→ Document text
····················

Like most ecoregions in Alaska, these areas are large blocks of essentially intact natural habitat with populations of all indigenous plants and animals, including top-level predators, occurring in populations within their range of natural variation.
Habitat Loss and Degradation
Very scattered pockets of habitat loss are associated with human communities. Human population in this ecoregion is low, consisting mostly of small settlements spread throughout the region. Levels are low, however, and impacts on populations are generally small. Mining activity on the Seward Penninsula is responsible for the majority of human impact; the region of the Bendeleben Mountains, north of Nome, has experienced the most extensive development of any area in the ecoregion.
Remaining Blocks of Intact Habitat
The ecoregion has several widely disjunct blocks, all of them greater than 5,000 km2.
Degree of Fragmentation
The mines in this area and the roads between them are increasingly fragmenting and altering the tundra habitat. This development has the potential to interrupt mammal movements and migrations, and to result in severe local degradation of the delicate tundra habitats. Recovery from roads, construction sites, and even human trails requires as many as 25-50 years, longer if areas greater than 1 km2 are disturbed (Bliss, 1988).
Degree of Protection
Several protected areas exist in the southern (Aklun and Kilbuck Mountains) section of the ecoregion:
•Wood-Tikchik State Park - southwestern Alaska
•Walrus Islands State Game Sanctuary - western Alaska
•Yukon Delta National Wildlife Refuge - western Alaska
•Togiak National Wildlife Refuge - southwestern Alaska
In the northern section, on the Seward Peninsula, the only protected area is Bering Land Bridge National Park, which includes mostly lowland tundra.
Most of the larger seabird colonies in the ecoregion are also conserved within units of the Alaska Maritime National Wildlife Refuge.
Types and Severity of Threats
The main threat to the ecoregion is the expanding development of mines and mining roads on the Seward Peninsula. Areas in the Ahklun and Kilbuck Mountains show potential for mineral extraction as well, so threats of similar habitat fragmentation and degradation are present there, too.
There have been conservation concerns recently regarding the Kilbuck caribou herd that is at low levels. Additionally, a limited hunt has recently been allowed on walrus in the Walrus Islands.
Suite of Priority Activities to Enhance Biodiversity Conservation
•Priority in this ecoregion should be place on the Seward Peninsula, which is becoming increasingly roaded and developed. Creation of an upland tundra protected area in this region and greater oversight and management of mining activities are recommended.
•Monitoring of harvested species, especially caribou and walrus, is also recommended.
•National Audubon Society (for Beringia) - Alaska-Hawaii Regional Office
•The Sierra Club
•The Wilderness Society
Relationship to other classification schemes
This ecoregion combines Gallant et al. (1995) ecoregions 110 and 111. It delineates the upland and mountainous areas between the continuously forested inland areas and the coast. The ecoregion is delineated from the other coastal tundra ecoregions by its higher topography, better drainage, and resulting dominance of more mesic tundra and dwarf shrub communities. Combination decisions were based on Gallant et al. (1995) and Küchler (1985).

····················

→ Data to examine
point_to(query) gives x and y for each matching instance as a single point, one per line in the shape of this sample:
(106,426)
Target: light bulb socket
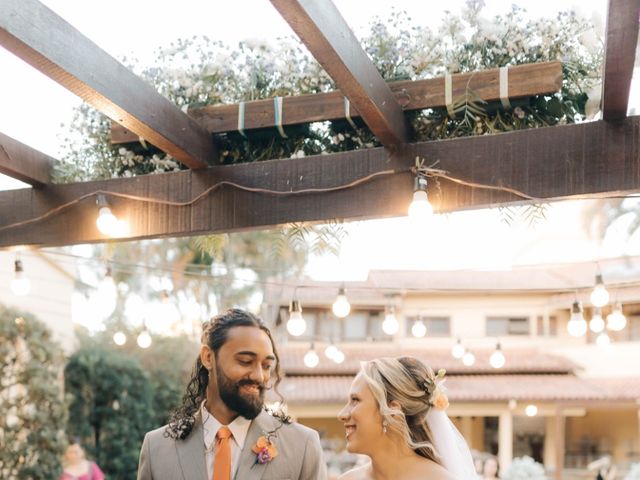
(576,307)
(17,266)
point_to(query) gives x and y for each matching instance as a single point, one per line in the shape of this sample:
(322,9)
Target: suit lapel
(191,453)
(248,469)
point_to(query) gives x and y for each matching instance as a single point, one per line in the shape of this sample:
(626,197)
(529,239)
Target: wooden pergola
(596,159)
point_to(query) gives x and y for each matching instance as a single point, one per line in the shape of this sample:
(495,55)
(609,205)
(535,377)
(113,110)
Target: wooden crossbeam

····················

→ Task description
Write out the ecoregion text word for word, beginning at the words "Like most ecoregions" and stopping after the words "of natural variation.".

→ Your solution
Like most ecoregions in Alaska, these areas are large blocks of essentially intact natural habitat with populations of all indigenous plants and animals, including top-level predators, occurring in populations within their range of natural variation.